» **Records shown**:

————

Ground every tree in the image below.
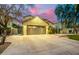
[0,4,21,44]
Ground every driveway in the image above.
[2,35,79,55]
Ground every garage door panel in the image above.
[27,26,46,35]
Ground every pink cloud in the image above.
[29,7,38,14]
[40,9,57,23]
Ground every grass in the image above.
[67,35,79,41]
[0,42,11,54]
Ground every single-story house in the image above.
[22,16,53,35]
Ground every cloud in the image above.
[39,9,57,23]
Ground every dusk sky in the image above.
[18,4,57,22]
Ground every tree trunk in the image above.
[0,30,7,45]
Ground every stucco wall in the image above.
[23,17,48,35]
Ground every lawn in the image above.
[67,35,79,41]
[0,36,11,54]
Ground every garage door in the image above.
[27,26,46,35]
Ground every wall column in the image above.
[23,25,27,35]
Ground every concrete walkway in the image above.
[2,35,79,55]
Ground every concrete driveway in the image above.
[2,35,79,55]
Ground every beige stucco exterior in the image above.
[23,17,48,35]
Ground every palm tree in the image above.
[0,4,20,44]
[55,4,75,33]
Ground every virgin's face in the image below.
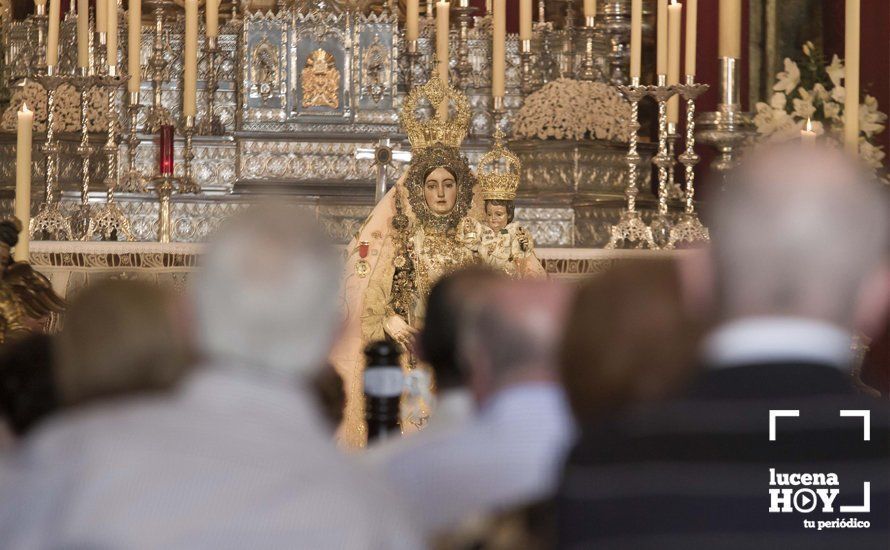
[423,167,457,216]
[485,204,509,231]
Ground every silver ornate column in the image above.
[668,75,711,248]
[197,36,225,136]
[94,70,134,241]
[606,77,656,248]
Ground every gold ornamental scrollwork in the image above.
[300,48,340,109]
[250,35,280,101]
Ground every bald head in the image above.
[193,207,340,380]
[709,146,890,329]
[460,280,570,400]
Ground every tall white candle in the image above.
[105,0,117,71]
[127,0,142,93]
[655,0,668,75]
[668,0,683,124]
[15,104,34,262]
[630,0,643,78]
[844,0,862,155]
[519,0,533,40]
[686,0,698,76]
[491,0,507,97]
[77,0,90,69]
[717,0,742,59]
[436,2,451,84]
[800,118,816,145]
[182,0,198,117]
[405,0,420,40]
[204,0,220,38]
[46,0,62,67]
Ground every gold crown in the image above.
[477,128,522,201]
[399,72,471,150]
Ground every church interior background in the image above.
[0,0,890,370]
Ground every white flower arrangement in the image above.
[754,42,887,170]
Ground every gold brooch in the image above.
[355,241,371,279]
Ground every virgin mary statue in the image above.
[331,74,543,446]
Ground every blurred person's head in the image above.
[192,206,340,382]
[709,146,890,334]
[418,266,503,390]
[560,260,701,426]
[0,334,58,436]
[55,279,190,405]
[460,280,570,404]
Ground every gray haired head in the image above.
[709,145,890,330]
[192,206,341,382]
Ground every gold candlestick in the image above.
[123,92,145,193]
[452,0,476,89]
[606,77,655,249]
[145,1,173,134]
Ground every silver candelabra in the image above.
[668,75,711,248]
[649,74,677,248]
[606,77,656,248]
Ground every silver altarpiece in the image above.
[0,0,672,247]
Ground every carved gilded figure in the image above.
[479,129,545,277]
[250,36,278,101]
[0,218,65,343]
[300,49,340,109]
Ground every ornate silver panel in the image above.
[241,12,288,121]
[353,15,398,122]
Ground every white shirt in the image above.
[0,370,422,550]
[702,317,853,370]
[372,383,573,533]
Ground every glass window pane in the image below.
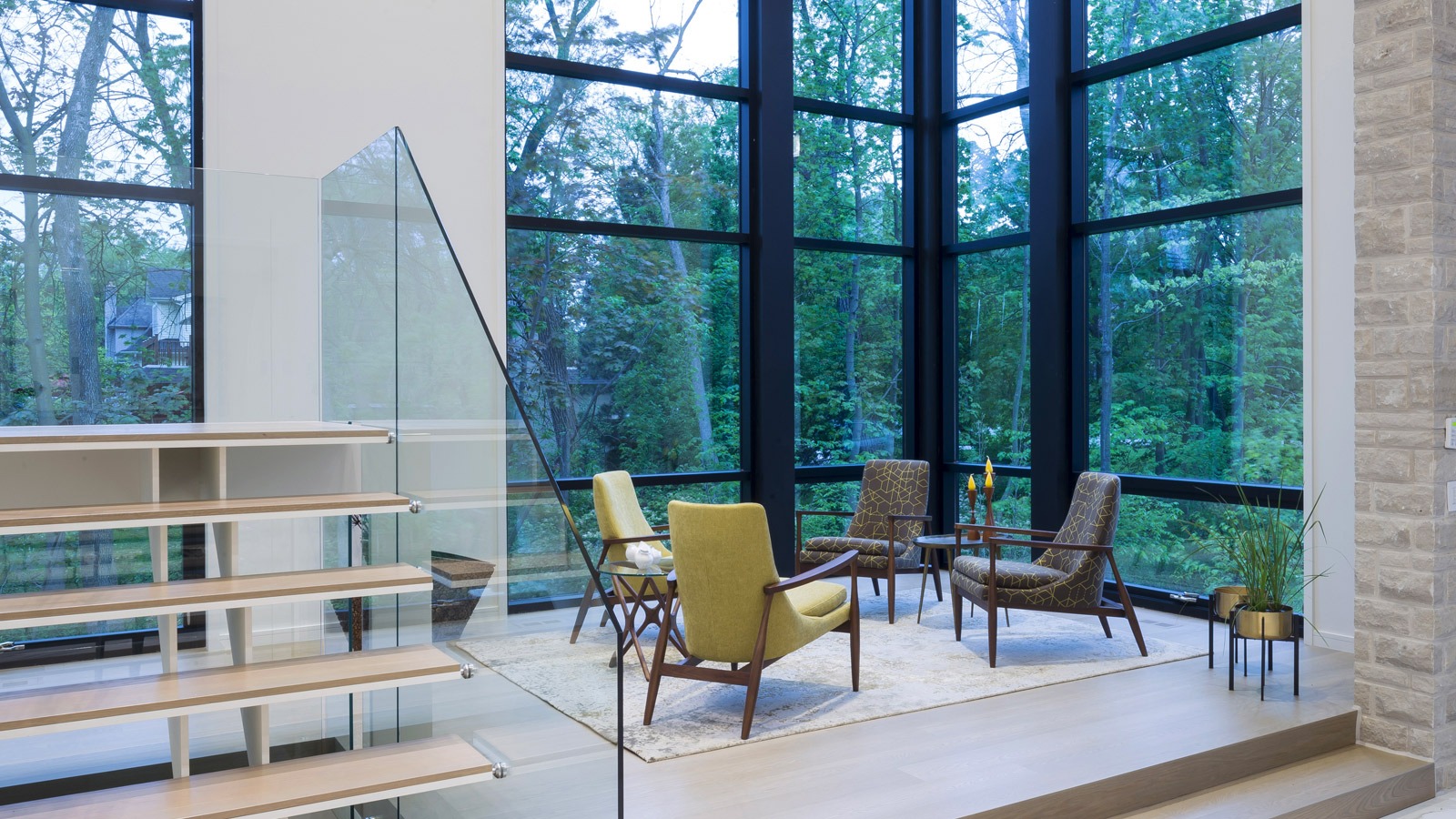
[1087,0,1299,66]
[794,114,905,245]
[794,250,905,466]
[505,71,740,232]
[507,230,740,478]
[0,0,192,187]
[505,0,738,85]
[956,247,1031,465]
[954,0,1031,108]
[1087,207,1305,485]
[0,191,192,426]
[956,106,1031,242]
[794,480,859,541]
[1087,29,1303,218]
[1117,494,1305,612]
[794,0,905,111]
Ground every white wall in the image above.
[199,0,505,642]
[202,0,505,339]
[1303,0,1356,652]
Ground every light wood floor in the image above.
[0,573,1352,819]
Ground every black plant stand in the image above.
[1208,606,1299,703]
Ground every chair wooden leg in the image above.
[951,587,963,642]
[642,606,672,726]
[571,580,597,645]
[1107,552,1148,657]
[986,601,996,669]
[849,565,859,691]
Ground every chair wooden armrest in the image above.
[988,538,1112,552]
[763,550,859,594]
[794,509,854,551]
[602,532,668,547]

————

» **Written request**:
Count the lines in the data above that contain the string "door", treating uppercase and lowercase as different, and reply with the number alone.

» **Exercise response**:
2